━━ BRANO RIPORTATO
Ma Gesù che fa? Li ignora, ovviamente; non dà una risposta diretta, ma approfitta dell'occasione per darci due insegnamenti forti.
Il primo insegnamento: per parlare e discutere di ciò che succederà nell’al di là, dopo la morte, non possiamo utilizzare le stesse categorie mentali con cui ci esprimiamo in questo mondo. Tutte le nostre previsioni non sono altro che ipotesi, allusioni, parabole, immagini. I Sadducei non fanno altro che questo: trasferire immagini note, tratte da questa vita terrena, adattandole al mondo che verrà. Del resto ogni religione fa esattamente così quando intende descrivere la vita dopo la morte: immagini di fuoco, latte e miele che scorrono, pascoli erbosi, luce sfavillante, verdi prati, non sono altro che idee tratte dal patrimonio comune della nostra esistenza attuale. Voler descrivere quello che succederà nella vita futura è impossibile, perché ancora non abbiamo alcuna esperienza in proposito: è come se un bimbo ancora nel grembo materno, volesse descrivere il volto della mamma, la fredda lucentezza di un’aurora, la calda evanescenza di un tramonto marino.
━━━━
━━ MATERIALE FORNITO
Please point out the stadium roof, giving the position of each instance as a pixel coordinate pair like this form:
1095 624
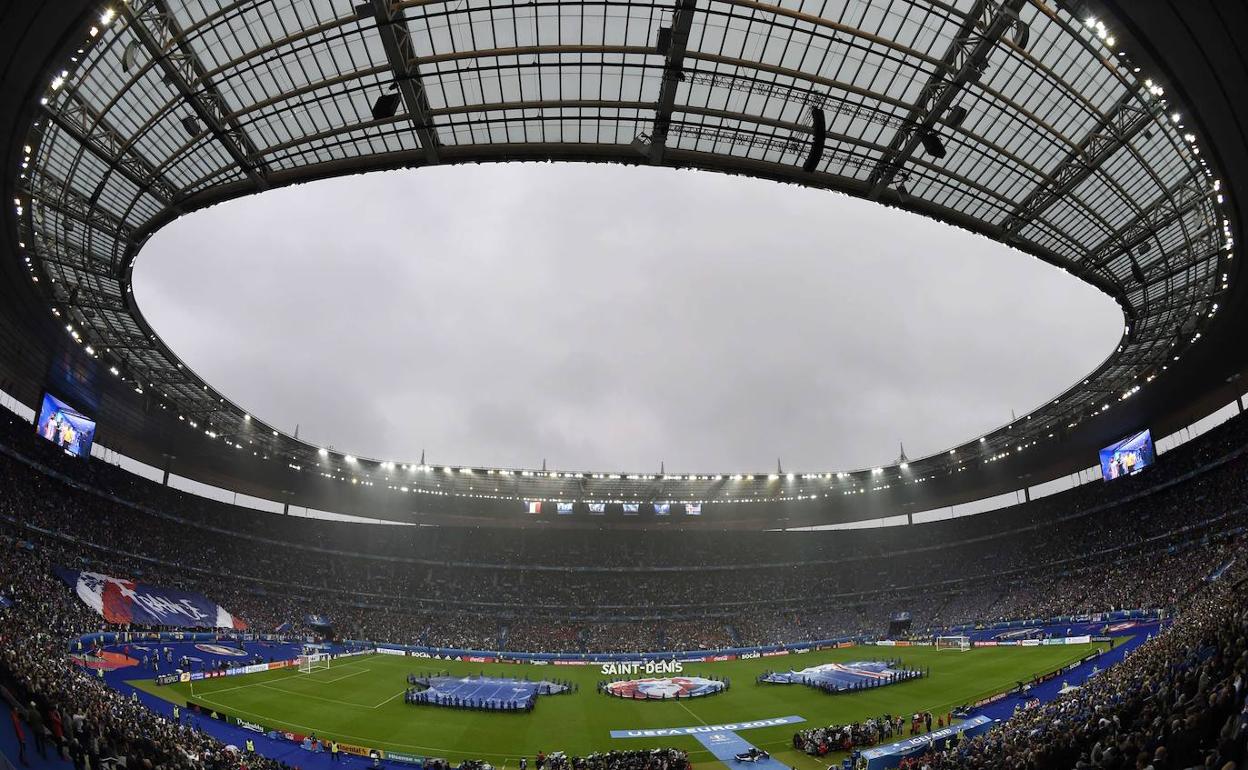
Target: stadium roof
1057 130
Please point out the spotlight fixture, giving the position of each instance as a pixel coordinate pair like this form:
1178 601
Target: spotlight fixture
932 145
955 116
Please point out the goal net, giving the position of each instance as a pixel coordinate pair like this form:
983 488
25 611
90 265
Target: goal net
954 643
313 660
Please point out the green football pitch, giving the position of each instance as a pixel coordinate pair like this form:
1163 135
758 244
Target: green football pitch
360 700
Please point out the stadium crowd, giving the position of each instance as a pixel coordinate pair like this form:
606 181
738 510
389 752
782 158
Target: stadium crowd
1143 550
1176 703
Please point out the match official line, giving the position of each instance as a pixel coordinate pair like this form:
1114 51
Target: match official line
388 699
690 713
343 677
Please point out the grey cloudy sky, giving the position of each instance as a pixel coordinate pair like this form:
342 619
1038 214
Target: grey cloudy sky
610 318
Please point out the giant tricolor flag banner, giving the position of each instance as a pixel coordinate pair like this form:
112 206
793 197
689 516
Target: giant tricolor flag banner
122 600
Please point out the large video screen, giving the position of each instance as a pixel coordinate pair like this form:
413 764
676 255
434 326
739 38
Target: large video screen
65 427
1132 454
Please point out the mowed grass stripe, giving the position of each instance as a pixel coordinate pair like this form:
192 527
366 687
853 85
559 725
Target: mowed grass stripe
360 701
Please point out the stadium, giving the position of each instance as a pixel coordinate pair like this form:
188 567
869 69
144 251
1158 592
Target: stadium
1062 590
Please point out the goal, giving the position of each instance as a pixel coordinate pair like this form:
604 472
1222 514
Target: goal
954 643
313 660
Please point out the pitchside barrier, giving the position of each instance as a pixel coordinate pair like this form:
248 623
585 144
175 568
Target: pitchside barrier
134 637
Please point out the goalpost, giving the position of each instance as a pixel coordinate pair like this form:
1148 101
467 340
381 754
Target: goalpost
313 659
954 643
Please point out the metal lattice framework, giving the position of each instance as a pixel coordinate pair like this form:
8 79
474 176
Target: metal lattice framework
1009 117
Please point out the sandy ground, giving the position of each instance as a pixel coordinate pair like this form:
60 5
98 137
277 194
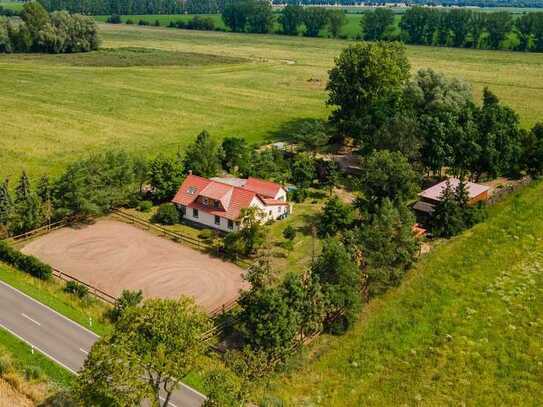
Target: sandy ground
113 256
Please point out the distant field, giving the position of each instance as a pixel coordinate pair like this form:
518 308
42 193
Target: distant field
11 5
351 28
464 328
55 109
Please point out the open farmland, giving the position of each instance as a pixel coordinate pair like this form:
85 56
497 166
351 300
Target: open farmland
55 109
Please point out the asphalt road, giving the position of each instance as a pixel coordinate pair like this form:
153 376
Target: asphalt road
59 338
━━━━
◆ **QUESITO POSTO 1**
Conti le righe delle voci in cui compare la stringa "framework", distinguendo tra maiuscole e minuscole, e riporti soltanto il numero.
◆ **QUESITO POSTO 2**
Prosegua il brano sui Sadducei e sulla vita dopo la morte, riprendendo subito dopo la sua ultima frase.

◆ **RISPOSTA 1**
2

◆ **RISPOSTA 2**
Noi non sappiamo come sarà l'aldilà. Abbiamo dei presentimenti, delle intuizioni, dei segnali, delle tracce: immagini come il “tunnel del grande passaggio”; il fuoco dell'inferno; gli angeli con le ali; i diavoli con le corna; Adamo, Eva, il giardino dell'Eden; i tormenti del fuoco; il paradiso, il purgatorio e l’inferno e quant'altro, non sono che dei tentativi, delle previsioni che veicoliamo dalla nostra fede, dai testi sacri, dalla letteratura cristiana; immagini che ci producono delle emozioni, che ci rappresentano situazioni “celestiali”, è vero, ma che non ci dicono assolutamente nulla di come sarà realmente l’aldilà.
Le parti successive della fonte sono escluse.